_What is needed:_ Turn the lines below into a Markdown table with the columns "Row" and "Line," giving each line a row number and omitting blank lines.

Stored data

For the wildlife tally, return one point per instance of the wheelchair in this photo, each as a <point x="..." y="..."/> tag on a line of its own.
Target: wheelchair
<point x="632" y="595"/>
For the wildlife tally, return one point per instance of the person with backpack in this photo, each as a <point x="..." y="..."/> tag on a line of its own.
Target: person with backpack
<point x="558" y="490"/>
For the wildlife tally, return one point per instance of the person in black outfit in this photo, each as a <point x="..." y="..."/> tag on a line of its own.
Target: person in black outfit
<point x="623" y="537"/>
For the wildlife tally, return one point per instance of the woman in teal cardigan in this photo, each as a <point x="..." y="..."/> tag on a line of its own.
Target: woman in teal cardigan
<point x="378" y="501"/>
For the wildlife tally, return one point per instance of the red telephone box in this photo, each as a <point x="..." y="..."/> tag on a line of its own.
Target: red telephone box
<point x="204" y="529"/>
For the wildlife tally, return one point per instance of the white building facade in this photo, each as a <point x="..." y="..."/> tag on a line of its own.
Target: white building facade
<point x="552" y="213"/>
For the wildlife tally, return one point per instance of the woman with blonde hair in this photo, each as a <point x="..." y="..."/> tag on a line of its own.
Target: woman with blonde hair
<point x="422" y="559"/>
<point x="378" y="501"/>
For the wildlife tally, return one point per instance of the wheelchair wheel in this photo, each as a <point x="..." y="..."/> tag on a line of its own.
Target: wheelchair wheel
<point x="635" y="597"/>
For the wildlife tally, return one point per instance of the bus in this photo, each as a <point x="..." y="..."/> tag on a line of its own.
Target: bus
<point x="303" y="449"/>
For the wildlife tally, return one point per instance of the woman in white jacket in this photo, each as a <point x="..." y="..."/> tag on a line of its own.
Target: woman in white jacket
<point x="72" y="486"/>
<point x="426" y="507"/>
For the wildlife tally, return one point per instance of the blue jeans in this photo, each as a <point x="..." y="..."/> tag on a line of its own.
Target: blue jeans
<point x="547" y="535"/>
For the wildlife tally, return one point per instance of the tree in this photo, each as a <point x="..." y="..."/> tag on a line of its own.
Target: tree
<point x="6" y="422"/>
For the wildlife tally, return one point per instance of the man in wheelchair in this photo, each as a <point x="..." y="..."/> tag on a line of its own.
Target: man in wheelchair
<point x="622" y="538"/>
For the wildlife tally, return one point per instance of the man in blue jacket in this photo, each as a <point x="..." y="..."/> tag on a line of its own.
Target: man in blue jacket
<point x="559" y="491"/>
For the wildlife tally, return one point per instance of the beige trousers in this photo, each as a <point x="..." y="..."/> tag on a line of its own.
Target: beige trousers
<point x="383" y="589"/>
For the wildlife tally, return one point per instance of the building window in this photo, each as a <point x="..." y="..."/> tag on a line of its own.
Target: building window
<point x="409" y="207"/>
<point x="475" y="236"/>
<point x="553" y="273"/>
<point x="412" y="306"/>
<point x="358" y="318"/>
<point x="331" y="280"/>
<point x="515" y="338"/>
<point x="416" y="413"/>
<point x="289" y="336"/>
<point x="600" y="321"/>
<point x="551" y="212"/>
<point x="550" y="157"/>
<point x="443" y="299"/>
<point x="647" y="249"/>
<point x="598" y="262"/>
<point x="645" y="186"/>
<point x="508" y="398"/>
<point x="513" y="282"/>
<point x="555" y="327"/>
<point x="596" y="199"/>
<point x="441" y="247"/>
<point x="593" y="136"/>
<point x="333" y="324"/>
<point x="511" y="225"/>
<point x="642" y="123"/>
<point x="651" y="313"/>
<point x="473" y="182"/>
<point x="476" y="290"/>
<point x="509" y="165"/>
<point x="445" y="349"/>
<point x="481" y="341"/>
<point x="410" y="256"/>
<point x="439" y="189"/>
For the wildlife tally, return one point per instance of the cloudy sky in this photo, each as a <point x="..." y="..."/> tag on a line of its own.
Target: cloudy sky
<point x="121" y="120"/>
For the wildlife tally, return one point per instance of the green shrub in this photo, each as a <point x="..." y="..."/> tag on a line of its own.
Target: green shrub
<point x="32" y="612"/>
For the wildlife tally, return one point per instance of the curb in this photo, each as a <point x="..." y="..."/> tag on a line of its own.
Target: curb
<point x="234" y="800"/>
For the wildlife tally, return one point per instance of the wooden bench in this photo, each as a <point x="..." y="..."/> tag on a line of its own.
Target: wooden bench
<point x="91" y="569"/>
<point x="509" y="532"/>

_Task response:_
| Row | Line |
|---|---|
| 1 | For the wildlife tally, return one point per instance of the wheelchair in this photo, each as a <point x="..." y="..."/> tag on a line of its own. |
| 2 | Target: wheelchair |
| 3 | <point x="632" y="595"/> |
| 4 | For the wildlife tally, return one point per instance of the person with backpack in this photo, each as a <point x="..." y="..."/> tag on a line of its own. |
| 5 | Target: person with backpack |
| 6 | <point x="558" y="490"/> |
| 7 | For the wildlife tally, return one point per instance of the person in black outfit in this photo, each as a <point x="..." y="..."/> tag on a line of its own. |
| 8 | Target: person in black outfit |
| 9 | <point x="623" y="537"/> |
| 10 | For the wildlife tally, return one point per instance of the woman in teal cardigan in this photo, each as a <point x="..." y="..."/> tag on a line of its own. |
| 11 | Target: woman in teal cardigan |
| 12 | <point x="378" y="501"/> |
| 13 | For the wildlife tally, return one point per instance of the red telephone box in this photo, each as a <point x="..." y="..."/> tag on a line of its own. |
| 14 | Target: red telephone box |
| 15 | <point x="204" y="529"/> |
| 16 | For the wildlife tally, return one point per instance of the white building facade in this photo, each as a <point x="..." y="..."/> tag on a line of its own. |
| 17 | Target: white building facade |
| 18 | <point x="552" y="213"/> |
| 19 | For the wildlife tally, return one point per instance of the woman with blonde hair in this photo, each as a <point x="..." y="..."/> tag on a line of its own. |
| 20 | Target: woman with blonde hair |
| 21 | <point x="422" y="559"/> |
| 22 | <point x="378" y="501"/> |
| 23 | For the wildlife tally, return one point per instance of the wheelchair wheel in this photo, each as a <point x="..." y="..."/> tag on a line of its own. |
| 24 | Target: wheelchair wheel |
| 25 | <point x="635" y="597"/> |
| 26 | For the wildlife tally, return one point per instance of the bus in this photo, each as a <point x="..." y="..."/> tag on a line of its own. |
| 27 | Target: bus |
| 28 | <point x="303" y="449"/> |
| 29 | For the wildlife tally, return one point per instance of the woman in white jacket in this photo, each as a <point x="..." y="..."/> tag on a line of its own. |
| 30 | Target: woman in white jacket |
| 31 | <point x="72" y="486"/> |
| 32 | <point x="426" y="507"/> |
| 33 | For the wildlife tally, return one point per instance of the blue jeans in this photo, each as a <point x="..." y="..."/> tag on a line of its own. |
| 34 | Target: blue jeans |
| 35 | <point x="547" y="535"/> |
| 36 | For the wildlife tally, return one point per instance of the tree in this photo, each as a <point x="..." y="..."/> tag on a line of its own. |
| 37 | Target: tree |
| 38 | <point x="6" y="422"/> |
| 39 | For the wildlife tally, return one point per instance of the man in wheelchair in this photo, each as a <point x="..." y="..."/> tag on a line of its own. |
| 40 | Target: man in wheelchair |
| 41 | <point x="622" y="538"/> |
| 42 | For the wildlife tally, return one point per instance of the man in blue jacket in this photo, each as a <point x="..." y="..."/> tag on a line of its own. |
| 43 | Target: man in blue jacket |
| 44 | <point x="559" y="491"/> |
| 45 | For the wildlife tally, return one point per instance of the beige trousers in this photo, each as a <point x="..." y="..."/> tag on a line of its own. |
| 46 | Target: beige trousers |
| 47 | <point x="383" y="589"/> |
| 48 | For the wildlife tally, return one point per instance of the building window in this photo, each as a <point x="..." y="..."/> tag on a line of its own. |
| 49 | Target: building window |
| 50 | <point x="409" y="207"/> |
| 51 | <point x="475" y="236"/> |
| 52 | <point x="553" y="273"/> |
| 53 | <point x="412" y="306"/> |
| 54 | <point x="358" y="318"/> |
| 55 | <point x="331" y="280"/> |
| 56 | <point x="515" y="338"/> |
| 57 | <point x="416" y="413"/> |
| 58 | <point x="289" y="336"/> |
| 59 | <point x="600" y="321"/> |
| 60 | <point x="551" y="212"/> |
| 61 | <point x="550" y="157"/> |
| 62 | <point x="443" y="299"/> |
| 63 | <point x="647" y="249"/> |
| 64 | <point x="598" y="262"/> |
| 65 | <point x="645" y="186"/> |
| 66 | <point x="508" y="398"/> |
| 67 | <point x="513" y="282"/> |
| 68 | <point x="555" y="327"/> |
| 69 | <point x="596" y="199"/> |
| 70 | <point x="441" y="247"/> |
| 71 | <point x="593" y="136"/> |
| 72 | <point x="333" y="324"/> |
| 73 | <point x="511" y="225"/> |
| 74 | <point x="642" y="123"/> |
| 75 | <point x="651" y="313"/> |
| 76 | <point x="473" y="182"/> |
| 77 | <point x="476" y="290"/> |
| 78 | <point x="509" y="165"/> |
| 79 | <point x="445" y="349"/> |
| 80 | <point x="481" y="341"/> |
| 81 | <point x="410" y="256"/> |
| 82 | <point x="439" y="189"/> |
| 83 | For the wildlife tally, return one point per instance of the cloudy sky in this photo, each as a <point x="..." y="..."/> tag on a line of its own. |
| 84 | Target: cloudy sky |
| 85 | <point x="121" y="120"/> |
| 86 | For the wildlife tally, return one point per instance of the green shrub in this photo, each as a <point x="..." y="..."/> tag on a line of its own. |
| 87 | Target: green shrub |
| 88 | <point x="32" y="612"/> |
| 89 | For the wildlife tally, return one point per instance of the curb in this photo, each as a <point x="..." y="..."/> tag on a line of its own. |
| 90 | Target: curb |
| 91 | <point x="234" y="800"/> |
| 92 | For the wildlife tally, return one point per instance of the wooden bench in this photo, each as a <point x="..." y="..."/> tag on a line of its own. |
| 93 | Target: wooden bench |
| 94 | <point x="91" y="569"/> |
| 95 | <point x="509" y="532"/> |